- ARTICLE -

-- begin --

Single by Earth, Wind & Fire

from the album The Best of Earth, Wind & Fire, Vol. 1
- B-side: "Love's Holiday"; "Can't Hide Love";
- Released: November 18, 1978
- Recorded: September 1978
- Genre: Disco; funk; R&B;
- Length: 3:35
- Label: ARC/Columbia
- Composer: Al McKay
- Lyricists: Allee Willis; Maurice White;
- Producer: Maurice White

Earth, Wind & Fire singles chronology
| "Got to Get You into My Life" (1978) | "September" (1978) | "Boogie Wonderland" (1979) |

Music video
- "September" on YouTube

= September (song) =

1978 song by Earth, Wind & Fire

"September" is a song by the American band Earth, Wind & Fire and released as a single on November 18, 1978, by ARC/Columbia Records. The song was written by Allee Willis and Maurice White, based on a music sequence developed by guitarist Al McKay. The song was included as one of two new tracks on the compilation album The Best of Earth, Wind & Fire, Vol. 1, "September" was very successful commercially and reached No. 1 on the US Billboard Hot R&B Songs chart, No. 8 on the US Billboard Hot 100, and No. 3 on the UK Singles Chart. The song remains a staple of the band's body of work and has been sampled, covered, remixed, and re-recorded numerous times.

-- end --

- CHALLENGES -
**a)** Answer these questions using the article on the song "September":
(i) Who produced the single?
(ii) What position did the song reach on the UK Singles Chart?
(iii) When was the song recorded?
**b)** Translate this sentence from the article on the song "September" into Spanish: "The song remains a staple of the band's body of work and has been sampled, covered, remixed, and re-recorded numerous times."

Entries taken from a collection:
-- begin --

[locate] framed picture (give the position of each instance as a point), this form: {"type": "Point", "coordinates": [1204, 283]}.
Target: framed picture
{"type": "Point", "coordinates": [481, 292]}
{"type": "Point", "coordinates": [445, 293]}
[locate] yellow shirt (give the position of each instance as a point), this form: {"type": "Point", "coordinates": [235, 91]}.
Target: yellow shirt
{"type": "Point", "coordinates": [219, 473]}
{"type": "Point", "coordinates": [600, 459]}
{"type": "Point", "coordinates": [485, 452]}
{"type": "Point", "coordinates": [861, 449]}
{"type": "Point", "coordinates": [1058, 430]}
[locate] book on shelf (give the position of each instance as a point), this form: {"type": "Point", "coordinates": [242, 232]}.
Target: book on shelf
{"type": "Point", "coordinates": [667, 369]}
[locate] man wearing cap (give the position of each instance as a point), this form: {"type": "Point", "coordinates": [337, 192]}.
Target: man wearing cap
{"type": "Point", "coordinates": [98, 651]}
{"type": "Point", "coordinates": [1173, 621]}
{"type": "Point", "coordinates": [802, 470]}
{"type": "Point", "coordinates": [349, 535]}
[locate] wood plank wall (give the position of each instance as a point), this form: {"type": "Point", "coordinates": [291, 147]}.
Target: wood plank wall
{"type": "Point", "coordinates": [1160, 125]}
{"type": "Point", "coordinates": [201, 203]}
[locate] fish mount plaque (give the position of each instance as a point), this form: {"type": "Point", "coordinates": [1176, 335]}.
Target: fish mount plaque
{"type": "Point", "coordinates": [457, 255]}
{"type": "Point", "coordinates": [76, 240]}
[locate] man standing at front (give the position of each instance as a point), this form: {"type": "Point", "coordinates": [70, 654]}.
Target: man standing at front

-- end --

- TASK-BY-TASK RESULTS -
**a)**
(i) Maurice White
(ii) No. 3
(iii) September 1978

**b)** La canción sigue siendo un pilar del repertorio de la banda y ha sido sampleada, versionada, remezclada y regrabada en numerosas ocasiones.